## Written problem
Collect every line of the listing below that contains the word "road", and copy each such line in full. Case counts when matching.

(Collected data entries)
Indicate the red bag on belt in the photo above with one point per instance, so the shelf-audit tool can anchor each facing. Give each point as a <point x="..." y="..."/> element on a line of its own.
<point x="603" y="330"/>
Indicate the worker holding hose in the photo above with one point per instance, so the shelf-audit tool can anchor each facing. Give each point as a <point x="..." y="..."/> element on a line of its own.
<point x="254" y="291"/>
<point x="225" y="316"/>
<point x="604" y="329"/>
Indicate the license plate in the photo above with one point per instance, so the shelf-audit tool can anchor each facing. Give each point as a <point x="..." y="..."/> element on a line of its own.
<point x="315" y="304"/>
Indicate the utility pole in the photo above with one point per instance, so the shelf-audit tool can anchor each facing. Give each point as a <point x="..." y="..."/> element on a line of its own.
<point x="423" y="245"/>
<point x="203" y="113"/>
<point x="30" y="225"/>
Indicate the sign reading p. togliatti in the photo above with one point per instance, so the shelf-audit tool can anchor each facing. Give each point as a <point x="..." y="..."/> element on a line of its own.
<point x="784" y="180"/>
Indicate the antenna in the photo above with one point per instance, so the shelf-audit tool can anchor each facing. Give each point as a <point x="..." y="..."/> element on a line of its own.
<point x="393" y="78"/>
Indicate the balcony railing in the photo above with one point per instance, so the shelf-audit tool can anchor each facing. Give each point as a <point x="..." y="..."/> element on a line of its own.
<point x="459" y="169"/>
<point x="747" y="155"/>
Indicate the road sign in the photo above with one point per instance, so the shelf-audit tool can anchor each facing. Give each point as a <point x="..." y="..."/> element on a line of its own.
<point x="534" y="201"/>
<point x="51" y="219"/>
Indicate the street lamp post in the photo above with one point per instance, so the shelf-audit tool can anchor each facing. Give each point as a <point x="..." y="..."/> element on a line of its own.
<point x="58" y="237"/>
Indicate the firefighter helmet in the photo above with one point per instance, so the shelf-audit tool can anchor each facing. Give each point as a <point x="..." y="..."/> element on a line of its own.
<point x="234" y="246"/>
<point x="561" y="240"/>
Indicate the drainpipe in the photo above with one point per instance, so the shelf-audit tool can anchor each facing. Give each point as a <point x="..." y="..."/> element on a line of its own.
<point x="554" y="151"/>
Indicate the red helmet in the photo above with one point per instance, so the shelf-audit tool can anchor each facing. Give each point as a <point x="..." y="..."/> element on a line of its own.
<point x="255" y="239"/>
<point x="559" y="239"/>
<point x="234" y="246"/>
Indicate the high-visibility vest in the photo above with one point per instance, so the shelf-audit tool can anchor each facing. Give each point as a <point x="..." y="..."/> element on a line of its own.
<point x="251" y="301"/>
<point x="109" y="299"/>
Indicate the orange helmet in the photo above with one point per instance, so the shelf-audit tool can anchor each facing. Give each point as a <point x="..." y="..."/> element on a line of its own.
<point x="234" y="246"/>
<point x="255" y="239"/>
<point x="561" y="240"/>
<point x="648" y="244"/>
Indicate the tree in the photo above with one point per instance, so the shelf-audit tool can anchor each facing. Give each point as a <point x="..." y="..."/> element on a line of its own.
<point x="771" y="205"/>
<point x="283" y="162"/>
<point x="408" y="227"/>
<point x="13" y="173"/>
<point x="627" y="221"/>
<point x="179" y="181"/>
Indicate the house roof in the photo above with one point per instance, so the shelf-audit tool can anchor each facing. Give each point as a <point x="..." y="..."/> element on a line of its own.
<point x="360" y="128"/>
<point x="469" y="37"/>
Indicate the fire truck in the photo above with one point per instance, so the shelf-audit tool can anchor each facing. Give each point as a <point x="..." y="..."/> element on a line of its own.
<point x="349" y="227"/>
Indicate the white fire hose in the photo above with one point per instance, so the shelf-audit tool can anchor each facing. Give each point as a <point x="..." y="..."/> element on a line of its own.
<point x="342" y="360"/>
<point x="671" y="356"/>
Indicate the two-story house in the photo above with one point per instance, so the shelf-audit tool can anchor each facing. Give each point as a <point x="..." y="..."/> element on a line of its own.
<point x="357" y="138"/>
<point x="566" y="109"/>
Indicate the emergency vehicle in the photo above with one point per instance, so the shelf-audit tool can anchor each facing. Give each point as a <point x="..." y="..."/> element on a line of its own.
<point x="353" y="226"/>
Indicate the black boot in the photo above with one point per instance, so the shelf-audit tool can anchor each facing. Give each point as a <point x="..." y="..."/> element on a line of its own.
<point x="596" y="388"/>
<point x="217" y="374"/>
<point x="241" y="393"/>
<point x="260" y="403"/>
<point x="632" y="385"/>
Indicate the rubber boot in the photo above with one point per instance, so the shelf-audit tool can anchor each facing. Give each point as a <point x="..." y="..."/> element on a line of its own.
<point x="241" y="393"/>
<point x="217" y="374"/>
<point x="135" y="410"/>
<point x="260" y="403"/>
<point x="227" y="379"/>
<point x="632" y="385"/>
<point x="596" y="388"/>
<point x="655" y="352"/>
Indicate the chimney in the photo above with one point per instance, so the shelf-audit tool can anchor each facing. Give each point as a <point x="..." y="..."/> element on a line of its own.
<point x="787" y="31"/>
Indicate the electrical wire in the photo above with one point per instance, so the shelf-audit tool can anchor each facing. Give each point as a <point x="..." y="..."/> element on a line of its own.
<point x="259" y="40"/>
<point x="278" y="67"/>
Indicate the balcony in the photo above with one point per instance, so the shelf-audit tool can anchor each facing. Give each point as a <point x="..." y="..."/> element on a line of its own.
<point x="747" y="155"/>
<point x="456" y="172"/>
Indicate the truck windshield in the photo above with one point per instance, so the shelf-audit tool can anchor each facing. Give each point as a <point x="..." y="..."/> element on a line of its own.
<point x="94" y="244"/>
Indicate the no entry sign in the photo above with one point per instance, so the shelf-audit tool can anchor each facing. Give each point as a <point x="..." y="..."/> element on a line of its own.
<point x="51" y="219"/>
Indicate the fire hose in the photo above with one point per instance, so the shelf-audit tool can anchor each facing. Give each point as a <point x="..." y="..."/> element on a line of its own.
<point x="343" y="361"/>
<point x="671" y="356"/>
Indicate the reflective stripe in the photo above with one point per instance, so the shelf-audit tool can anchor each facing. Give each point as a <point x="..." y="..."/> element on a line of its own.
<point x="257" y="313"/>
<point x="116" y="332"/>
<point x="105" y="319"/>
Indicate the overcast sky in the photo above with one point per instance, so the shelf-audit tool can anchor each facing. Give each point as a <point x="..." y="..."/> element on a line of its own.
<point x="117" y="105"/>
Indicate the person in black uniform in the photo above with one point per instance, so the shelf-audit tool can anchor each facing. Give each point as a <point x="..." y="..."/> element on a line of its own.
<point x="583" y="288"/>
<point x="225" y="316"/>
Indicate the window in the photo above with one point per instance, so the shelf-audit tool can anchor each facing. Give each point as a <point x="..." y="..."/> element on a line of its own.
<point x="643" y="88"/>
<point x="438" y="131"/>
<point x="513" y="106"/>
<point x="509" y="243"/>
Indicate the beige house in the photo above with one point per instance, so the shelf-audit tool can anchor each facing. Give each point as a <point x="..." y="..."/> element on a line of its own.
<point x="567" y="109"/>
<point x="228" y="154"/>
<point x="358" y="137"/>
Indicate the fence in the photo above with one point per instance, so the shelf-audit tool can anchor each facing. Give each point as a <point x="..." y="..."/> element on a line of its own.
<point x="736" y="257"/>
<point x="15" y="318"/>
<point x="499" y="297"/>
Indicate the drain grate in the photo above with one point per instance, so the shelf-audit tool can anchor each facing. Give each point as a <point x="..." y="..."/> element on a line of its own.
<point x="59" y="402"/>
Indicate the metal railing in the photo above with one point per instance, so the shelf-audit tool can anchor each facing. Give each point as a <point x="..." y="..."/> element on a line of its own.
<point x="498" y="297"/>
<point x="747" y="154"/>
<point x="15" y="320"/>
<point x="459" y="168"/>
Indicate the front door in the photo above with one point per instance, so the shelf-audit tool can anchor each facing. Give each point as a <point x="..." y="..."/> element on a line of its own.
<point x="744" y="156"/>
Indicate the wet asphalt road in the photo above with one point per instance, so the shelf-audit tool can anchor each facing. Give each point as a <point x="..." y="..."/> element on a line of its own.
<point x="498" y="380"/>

...

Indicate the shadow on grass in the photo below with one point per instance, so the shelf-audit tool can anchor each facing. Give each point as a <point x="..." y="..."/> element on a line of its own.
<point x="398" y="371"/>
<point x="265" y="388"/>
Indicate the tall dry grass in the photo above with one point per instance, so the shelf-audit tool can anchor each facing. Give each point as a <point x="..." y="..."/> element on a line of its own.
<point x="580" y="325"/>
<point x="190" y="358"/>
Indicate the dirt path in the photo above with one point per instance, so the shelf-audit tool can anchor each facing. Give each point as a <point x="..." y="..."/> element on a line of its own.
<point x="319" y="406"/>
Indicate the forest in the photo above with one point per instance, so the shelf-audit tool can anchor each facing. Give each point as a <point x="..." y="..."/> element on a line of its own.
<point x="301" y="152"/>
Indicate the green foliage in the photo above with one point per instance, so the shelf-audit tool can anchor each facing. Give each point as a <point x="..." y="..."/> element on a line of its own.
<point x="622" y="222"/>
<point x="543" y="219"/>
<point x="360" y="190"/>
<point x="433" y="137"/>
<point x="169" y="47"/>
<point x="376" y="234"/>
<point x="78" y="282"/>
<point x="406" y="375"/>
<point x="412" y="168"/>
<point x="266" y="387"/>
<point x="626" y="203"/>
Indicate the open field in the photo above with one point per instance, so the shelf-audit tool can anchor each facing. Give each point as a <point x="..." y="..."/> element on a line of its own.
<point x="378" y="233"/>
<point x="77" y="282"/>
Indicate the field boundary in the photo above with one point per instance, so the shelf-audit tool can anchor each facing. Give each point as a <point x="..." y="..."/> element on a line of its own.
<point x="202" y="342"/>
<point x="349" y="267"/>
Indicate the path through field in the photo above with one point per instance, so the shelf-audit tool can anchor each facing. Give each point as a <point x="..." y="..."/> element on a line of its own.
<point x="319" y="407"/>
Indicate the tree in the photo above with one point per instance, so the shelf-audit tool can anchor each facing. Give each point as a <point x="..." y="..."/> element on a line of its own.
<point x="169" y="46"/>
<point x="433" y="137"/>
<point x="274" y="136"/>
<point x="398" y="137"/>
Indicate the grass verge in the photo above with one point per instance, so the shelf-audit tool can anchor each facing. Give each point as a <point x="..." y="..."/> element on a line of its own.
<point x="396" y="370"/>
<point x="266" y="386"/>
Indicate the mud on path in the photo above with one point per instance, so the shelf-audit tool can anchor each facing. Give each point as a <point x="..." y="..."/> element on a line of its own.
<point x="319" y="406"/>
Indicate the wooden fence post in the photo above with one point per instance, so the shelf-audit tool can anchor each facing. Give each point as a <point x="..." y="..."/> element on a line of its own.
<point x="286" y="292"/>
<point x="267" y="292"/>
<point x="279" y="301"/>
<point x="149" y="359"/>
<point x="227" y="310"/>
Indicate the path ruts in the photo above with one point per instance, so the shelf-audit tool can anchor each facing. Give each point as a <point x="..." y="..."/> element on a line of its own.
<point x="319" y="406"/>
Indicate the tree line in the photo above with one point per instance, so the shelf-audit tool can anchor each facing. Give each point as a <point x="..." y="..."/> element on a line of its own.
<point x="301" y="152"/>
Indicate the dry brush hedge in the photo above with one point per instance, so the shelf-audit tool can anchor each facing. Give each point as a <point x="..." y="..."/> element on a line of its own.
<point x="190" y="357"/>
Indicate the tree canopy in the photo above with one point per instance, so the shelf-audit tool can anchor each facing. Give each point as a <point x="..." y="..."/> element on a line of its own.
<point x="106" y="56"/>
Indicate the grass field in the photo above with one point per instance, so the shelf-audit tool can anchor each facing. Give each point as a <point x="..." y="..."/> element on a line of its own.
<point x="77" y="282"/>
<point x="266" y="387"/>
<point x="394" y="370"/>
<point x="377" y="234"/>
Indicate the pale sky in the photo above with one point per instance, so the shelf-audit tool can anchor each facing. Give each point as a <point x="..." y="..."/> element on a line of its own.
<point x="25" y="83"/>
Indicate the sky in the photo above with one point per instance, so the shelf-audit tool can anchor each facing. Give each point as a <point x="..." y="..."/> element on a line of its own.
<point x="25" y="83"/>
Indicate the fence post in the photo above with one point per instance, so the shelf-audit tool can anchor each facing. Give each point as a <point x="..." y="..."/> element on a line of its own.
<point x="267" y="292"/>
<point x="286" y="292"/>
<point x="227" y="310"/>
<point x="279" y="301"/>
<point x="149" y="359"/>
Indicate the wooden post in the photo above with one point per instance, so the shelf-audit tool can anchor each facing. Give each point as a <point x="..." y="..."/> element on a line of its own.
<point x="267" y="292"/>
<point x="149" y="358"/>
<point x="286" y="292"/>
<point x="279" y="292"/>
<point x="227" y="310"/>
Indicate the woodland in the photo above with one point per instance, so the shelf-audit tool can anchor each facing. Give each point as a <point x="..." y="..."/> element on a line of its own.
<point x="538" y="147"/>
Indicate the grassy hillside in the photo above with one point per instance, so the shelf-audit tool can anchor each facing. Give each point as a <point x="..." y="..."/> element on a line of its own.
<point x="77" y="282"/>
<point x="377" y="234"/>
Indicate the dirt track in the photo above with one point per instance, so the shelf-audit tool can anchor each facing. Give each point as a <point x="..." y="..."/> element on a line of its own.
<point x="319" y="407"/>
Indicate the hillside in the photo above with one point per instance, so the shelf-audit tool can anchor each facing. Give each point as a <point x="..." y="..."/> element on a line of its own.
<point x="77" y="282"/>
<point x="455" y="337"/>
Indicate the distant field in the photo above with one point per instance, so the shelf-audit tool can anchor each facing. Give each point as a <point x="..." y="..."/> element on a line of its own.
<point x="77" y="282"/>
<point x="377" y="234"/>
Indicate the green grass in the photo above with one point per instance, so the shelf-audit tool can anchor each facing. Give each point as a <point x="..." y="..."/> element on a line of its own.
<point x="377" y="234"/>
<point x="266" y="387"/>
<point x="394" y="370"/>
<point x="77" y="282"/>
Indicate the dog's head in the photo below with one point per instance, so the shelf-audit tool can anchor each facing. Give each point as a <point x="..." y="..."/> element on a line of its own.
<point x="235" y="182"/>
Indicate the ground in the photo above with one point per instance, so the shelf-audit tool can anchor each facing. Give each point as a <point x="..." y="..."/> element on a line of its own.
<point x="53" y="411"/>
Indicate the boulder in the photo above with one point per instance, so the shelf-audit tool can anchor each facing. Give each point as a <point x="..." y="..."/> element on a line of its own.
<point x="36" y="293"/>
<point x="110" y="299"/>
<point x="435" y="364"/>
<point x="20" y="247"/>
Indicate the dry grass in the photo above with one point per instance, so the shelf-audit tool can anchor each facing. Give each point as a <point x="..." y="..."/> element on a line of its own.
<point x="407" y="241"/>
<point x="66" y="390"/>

--

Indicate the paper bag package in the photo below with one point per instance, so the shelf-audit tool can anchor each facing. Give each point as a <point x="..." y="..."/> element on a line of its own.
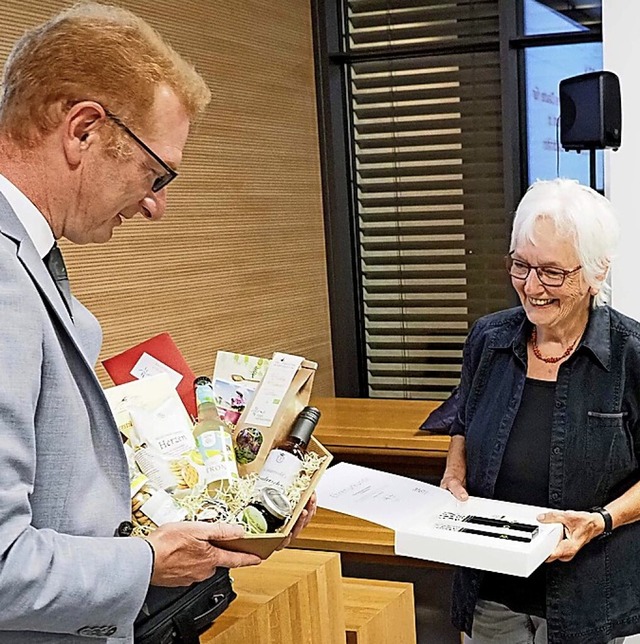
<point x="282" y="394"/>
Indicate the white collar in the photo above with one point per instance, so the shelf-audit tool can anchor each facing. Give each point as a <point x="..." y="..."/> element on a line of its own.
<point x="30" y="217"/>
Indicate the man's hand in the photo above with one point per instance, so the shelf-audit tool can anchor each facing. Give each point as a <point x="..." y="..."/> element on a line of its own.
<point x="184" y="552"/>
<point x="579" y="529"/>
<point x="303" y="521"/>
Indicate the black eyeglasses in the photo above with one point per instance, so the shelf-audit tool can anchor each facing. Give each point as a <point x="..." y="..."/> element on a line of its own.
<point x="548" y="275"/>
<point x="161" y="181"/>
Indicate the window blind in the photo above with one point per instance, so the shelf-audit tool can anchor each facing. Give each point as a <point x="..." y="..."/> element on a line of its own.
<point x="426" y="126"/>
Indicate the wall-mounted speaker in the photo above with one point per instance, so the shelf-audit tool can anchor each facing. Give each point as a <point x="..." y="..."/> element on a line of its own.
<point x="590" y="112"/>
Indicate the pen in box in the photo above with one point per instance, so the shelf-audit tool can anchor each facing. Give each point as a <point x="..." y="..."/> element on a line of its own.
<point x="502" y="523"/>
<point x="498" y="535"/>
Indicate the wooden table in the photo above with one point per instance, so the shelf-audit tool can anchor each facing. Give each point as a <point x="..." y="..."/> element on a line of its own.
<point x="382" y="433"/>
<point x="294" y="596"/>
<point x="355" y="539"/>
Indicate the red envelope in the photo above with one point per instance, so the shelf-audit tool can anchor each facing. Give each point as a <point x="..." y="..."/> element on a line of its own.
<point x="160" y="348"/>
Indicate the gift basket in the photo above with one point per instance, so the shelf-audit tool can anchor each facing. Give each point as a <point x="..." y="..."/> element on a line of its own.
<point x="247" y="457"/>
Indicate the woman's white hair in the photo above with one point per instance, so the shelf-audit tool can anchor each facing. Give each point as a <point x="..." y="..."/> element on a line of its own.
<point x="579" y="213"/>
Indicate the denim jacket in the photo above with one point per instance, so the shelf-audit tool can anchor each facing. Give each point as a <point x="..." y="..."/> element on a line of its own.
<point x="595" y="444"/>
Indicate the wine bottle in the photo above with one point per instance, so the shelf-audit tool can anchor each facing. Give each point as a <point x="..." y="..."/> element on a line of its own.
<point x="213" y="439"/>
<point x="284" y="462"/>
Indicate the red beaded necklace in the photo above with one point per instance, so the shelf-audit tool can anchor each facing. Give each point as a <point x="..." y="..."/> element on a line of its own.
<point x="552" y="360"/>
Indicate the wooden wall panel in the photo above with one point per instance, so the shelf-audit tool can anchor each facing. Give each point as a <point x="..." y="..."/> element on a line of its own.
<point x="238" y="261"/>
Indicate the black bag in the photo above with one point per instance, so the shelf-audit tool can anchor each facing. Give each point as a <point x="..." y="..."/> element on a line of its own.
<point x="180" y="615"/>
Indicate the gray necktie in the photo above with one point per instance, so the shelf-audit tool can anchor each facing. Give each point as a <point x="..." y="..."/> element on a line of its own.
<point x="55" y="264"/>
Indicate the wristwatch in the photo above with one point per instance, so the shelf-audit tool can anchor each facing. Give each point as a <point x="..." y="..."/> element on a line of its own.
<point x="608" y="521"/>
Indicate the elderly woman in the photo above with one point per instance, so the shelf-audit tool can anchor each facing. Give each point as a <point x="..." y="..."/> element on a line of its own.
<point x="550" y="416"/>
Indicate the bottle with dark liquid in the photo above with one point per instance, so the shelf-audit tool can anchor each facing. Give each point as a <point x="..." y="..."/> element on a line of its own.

## Task result
Indicate the road sign in the photo above with one point per instance, so the shelf-audit tool can anchor each facing. Give each point as a <point x="..." y="..."/> element on a line of its own.
Indicate the wet asphalt road in the photo above with one point per instance, so the shelf-audit tool can anchor each facing. Give each point as a <point x="..." y="..."/> element on a line of its own.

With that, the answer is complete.